= AUFGABENSTELLUNG =
Ändern Sie im Interview über den Krieg in der Ukraine „Historiker“ zu „Politologe“. Geben Sie dabei den Abschnitt wieder, der mit den Worten „Das kann man“ beginnt und nach „Russland konsequent abzulehnen?“ endet.

= TEXTAUSZUG =
Der Westen trägt also eine Mitverantwortung an diesem Krieg?
Das kann man zum gegenwärtigen Zeitpunkt nicht beurteilen, würde ich als Historiker sagen. Ich wäre auch nicht überrascht, wenn es auch in 30 oder 50 Jahren, wenn die Archive geöffnet werden, immer noch unklar bleibt. Sicher ist, dass es grosse historische Debatten über diesen Krieg und seinen Ursprung geben wird. Der unmittelbare Kriegsausbruch fällt aber eindeutig zulasten Russlands, das klar einen Angriffskrieg führt.
Der Westen machte der Ukraine in der Vergangenheit aber doch Hoffnungen auf einen Nato- und EU-Beitritt, statt dies mit Blick auf Russland konsequent abzulehnen?
Absolut. Die westliche Position war, dass ein Beitritt noch nicht in Frage käme, aber dass das mittel- bis langfristig das Ziel sei. Der Sündenfall war 2008, nach dem Georgien-Krieg. Damals schrieb man tatsächlich fest, dass es langfristig die Option auf eine Mitgliedschaft gibt – trotz aller russischen Warnungen.
Fest steht: Es ist Krieg in Europa. War die Nato-Osterweiterung ein Fehler?
Ganz grundsätzlich muss da gesagt werden: Die Befürworter für eine Ausdehnung der Nato auf Osteuropa haben, wenn auch nicht explizit, das immer wieder damit begründet, dass Russland letztlich keine Mittel hat, dies zu verhindern. Man glaubte, so mehr Sicherheit zu schaffen. 2022 muss man im Rückblick sagen: Die Nato-Osterweiterung hat für einige Staaten mehr Sicherheit geschaffen - und für andere die Sicherheit zerstört. So sieht zumindest das vorläufige historische Fazit aus.

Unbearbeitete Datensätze
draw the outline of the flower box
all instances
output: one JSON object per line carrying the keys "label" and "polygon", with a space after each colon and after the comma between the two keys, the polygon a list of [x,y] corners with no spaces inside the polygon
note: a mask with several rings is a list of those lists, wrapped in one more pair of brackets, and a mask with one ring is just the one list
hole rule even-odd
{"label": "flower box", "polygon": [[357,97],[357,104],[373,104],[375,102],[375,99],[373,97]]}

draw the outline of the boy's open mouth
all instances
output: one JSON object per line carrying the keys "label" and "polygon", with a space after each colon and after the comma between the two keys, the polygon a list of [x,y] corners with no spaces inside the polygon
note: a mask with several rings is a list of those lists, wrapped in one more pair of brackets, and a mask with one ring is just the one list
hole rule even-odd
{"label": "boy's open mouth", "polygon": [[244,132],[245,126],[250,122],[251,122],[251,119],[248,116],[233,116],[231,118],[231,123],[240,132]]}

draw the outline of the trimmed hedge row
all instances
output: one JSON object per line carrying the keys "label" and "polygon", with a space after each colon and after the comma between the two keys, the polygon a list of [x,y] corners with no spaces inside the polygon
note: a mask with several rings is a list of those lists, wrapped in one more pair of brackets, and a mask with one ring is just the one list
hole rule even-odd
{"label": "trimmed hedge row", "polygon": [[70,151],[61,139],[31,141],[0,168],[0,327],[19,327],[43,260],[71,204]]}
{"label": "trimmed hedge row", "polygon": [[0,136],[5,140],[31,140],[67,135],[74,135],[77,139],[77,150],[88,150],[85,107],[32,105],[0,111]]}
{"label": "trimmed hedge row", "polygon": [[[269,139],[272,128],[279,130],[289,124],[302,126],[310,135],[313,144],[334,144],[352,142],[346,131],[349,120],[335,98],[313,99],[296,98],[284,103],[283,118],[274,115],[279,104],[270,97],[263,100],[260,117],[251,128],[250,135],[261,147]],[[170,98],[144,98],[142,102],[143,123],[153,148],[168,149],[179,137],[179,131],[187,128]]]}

= ANTWORT ZUR AUFGABE =
Das kann man zum gegenwärtigen Zeitpunkt nicht beurteilen, würde ich als Politologe sagen. Ich wäre auch nicht überrascht, wenn es auch in 30 oder 50 Jahren, wenn die Archive geöffnet werden, immer noch unklar bleibt. Sicher ist, dass es grosse historische Debatten über diesen Krieg und seinen Ursprung geben wird. Der unmittelbare Kriegsausbruch fällt aber eindeutig zulasten Russlands, das klar einen Angriffskrieg führt.
Der Westen machte der Ukraine in der Vergangenheit aber doch Hoffnungen auf einen Nato- und EU-Beitritt, statt dies mit Blick auf Russland konsequent abzulehnen?